▼▼▼

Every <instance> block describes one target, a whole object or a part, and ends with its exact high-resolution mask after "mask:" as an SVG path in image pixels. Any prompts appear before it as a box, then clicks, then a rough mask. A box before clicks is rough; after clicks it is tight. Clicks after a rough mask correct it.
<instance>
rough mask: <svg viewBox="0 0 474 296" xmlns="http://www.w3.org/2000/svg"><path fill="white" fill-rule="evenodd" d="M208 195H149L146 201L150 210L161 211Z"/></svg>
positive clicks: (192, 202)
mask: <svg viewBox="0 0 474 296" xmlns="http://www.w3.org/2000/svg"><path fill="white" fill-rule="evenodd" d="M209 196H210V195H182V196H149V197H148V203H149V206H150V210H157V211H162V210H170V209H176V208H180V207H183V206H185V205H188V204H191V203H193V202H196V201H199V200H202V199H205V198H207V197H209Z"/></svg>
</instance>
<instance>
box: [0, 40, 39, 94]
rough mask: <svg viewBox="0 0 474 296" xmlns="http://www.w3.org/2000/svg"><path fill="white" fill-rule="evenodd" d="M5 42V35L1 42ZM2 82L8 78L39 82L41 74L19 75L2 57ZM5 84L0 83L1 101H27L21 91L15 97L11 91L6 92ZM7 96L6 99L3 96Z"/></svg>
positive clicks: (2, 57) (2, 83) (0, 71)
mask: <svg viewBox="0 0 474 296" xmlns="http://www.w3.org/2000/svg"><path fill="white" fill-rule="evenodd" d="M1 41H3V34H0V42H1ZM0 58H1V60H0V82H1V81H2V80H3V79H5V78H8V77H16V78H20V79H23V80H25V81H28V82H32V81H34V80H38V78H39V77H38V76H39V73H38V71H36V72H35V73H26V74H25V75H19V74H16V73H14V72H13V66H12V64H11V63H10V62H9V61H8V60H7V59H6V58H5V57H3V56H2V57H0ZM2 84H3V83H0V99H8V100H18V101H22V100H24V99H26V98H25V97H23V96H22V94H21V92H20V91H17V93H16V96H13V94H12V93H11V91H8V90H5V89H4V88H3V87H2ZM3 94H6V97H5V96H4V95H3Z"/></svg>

▲▲▲

■ **Job item**
Please pull out the stretch of the material from the line containing "</instance>" through the line containing "positive clicks: (2, 57) (2, 83) (0, 71)", including both of those lines, and reproduce each line unchanged.

■ **Exercise answer**
</instance>
<instance>
box: [0, 40, 39, 94]
rough mask: <svg viewBox="0 0 474 296" xmlns="http://www.w3.org/2000/svg"><path fill="white" fill-rule="evenodd" d="M5 42V35L1 42ZM2 82L8 78L39 82L41 74L19 75L2 57ZM5 84L0 83L1 101H27L21 91L15 97L11 91L6 92ZM7 96L6 99L3 96Z"/></svg>
positive clicks: (2, 57) (2, 83) (0, 71)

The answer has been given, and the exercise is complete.